Extract to read>
»»

Why are New Zealand striped marlin much bigger than the ones caught in Hawaii?
Something that is on my fishing bucket list is to catch a large New Zealand striped marlin. I have caught quite a few Hawaiian striped marlin, both as a deckman and as an angler. I even have an IGFA 5-1 club line class record, weighing a 116-pounder on 20-pound stand up aboard the Absolute with Capt. Marty Sands and deckman Chris Whittingham.
Why are the New Zealand striped marlin significantly larger than the striped marlin we catch in Hawaii? The answer is not a simple one, but rather a combination of many factors.
Genetics and geography: research on the genetics of striped marlin suggests that there are three separate stocks in the Pacific based roughly around the Sea of Japan, Mexico/Southern California, and the southwest Pacific, including New Zealand and Australia.
Even if you assume the Southwest Pacific stock has some genetic advantage over the others and a greater growth potential, why does Australia, proven to share the same stock as New Zealand, hold no striped marlin line-class records? The answer to this question may be an accident of geography.
New Zealand’s North Island and South Island span a wide range of climate and water temperature changes, from near tropical in the north to almost sub-Antarctic in the deep south. New Zealand represents the southern extent of the striped marlin’s water temperature tolerance, and the marlin really move in when warm currents lick down from the tropical waters to the north. Water temperatures of 64-68 degrees Fahrenheit are standard for striped marlin fishing in New Zealand,
Since bodies of greater size conserve core heat more efficiently, larger fish can stand cooler water temperatures.

««

Action item>
Continue the article above on why New Zealand striped marlin outgrow Hawaiian ones, picking up after its last sentence.

Data under study>
»»

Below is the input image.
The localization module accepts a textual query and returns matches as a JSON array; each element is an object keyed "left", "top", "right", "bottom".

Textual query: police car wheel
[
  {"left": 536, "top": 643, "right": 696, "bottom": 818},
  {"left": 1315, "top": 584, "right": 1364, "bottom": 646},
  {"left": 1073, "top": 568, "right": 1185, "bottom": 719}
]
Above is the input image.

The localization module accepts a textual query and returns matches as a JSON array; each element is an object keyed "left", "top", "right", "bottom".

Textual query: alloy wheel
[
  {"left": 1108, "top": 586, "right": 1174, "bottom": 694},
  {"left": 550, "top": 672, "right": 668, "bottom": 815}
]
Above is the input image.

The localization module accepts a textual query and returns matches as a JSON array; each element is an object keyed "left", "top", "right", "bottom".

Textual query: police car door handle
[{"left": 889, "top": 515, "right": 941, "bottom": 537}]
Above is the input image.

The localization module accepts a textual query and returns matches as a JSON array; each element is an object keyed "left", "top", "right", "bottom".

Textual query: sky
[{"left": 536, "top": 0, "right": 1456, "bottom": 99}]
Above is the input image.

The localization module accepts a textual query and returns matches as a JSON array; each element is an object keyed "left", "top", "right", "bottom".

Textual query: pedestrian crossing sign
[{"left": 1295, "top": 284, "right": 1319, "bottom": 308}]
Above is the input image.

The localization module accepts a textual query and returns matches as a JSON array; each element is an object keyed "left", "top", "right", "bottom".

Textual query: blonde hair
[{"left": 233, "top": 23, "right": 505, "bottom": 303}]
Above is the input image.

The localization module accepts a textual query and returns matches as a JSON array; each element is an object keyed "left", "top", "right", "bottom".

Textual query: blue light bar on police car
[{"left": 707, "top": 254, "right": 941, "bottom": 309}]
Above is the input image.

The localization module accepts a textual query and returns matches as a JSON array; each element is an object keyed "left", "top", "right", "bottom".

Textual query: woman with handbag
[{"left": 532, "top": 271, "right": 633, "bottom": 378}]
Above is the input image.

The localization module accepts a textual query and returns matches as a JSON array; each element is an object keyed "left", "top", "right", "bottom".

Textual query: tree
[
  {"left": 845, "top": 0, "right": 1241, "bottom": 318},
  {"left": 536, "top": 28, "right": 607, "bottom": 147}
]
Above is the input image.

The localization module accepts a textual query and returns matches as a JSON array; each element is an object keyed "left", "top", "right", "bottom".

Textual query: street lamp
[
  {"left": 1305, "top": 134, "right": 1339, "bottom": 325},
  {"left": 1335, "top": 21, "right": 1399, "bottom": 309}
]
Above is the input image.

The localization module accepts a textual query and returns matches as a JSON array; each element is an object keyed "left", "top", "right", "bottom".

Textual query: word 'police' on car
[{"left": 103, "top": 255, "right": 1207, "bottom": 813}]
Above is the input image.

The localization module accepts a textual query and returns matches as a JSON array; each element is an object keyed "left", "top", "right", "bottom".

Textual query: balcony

««

Answer to this exercise>
New Zealand’s location in the lower latitudes acts as a thermal sorting sieve for marlin size, and in a normal year only the larger fish feel comfortable there. Striped marlin in New Zealand waters usually average about 200 pounds and have been recorded over 500 pounds. In Australian waters further to the north, the water is warmer, but the average size of striped marlin is significantly smaller.
The big marlin that migrate to New Zealand each year are rewarded by easy living in rich, temperate waters. Well-oxygenated cool water and a nutrient-filled continental shelf create a high-quality feeding ground that marlin can use to beef up, often packing on 45 to 65 pounds before moving to northern spawning grounds.
Another advantage for striped marlin in New Zealand waters is a 200-mile commercial-free economic zone where these great billfish are protected from long-liners. Local recreational fishermen have historically defended these no-take zones without compromise.
The largest striped marlin caught on rod and reel all come from New Zealand waters. The International Game Fish Association (IGFA) keeps records, and 20 of the 22 striped marlin line class world records are held by anglers in New Zealand, including all the heaviest fish caught on line from two-pound to 130 pound breaking strain for men, and from four, eight to 130 pounds for women. The women’s two-pound test record was from Cabo, and the six-pound test was from Costa Rica. The IGFA all-tackle record for men is a 494.0-pound fish on 50-test line, and for women it’s a 423.4-pound fish on 50-test line.
The Hawaii state record for a striped marlin is a 212-pound fish, with the Maui County record a 188.4-pound fish aboard the Start Me Up with Capt. Timster Putnam.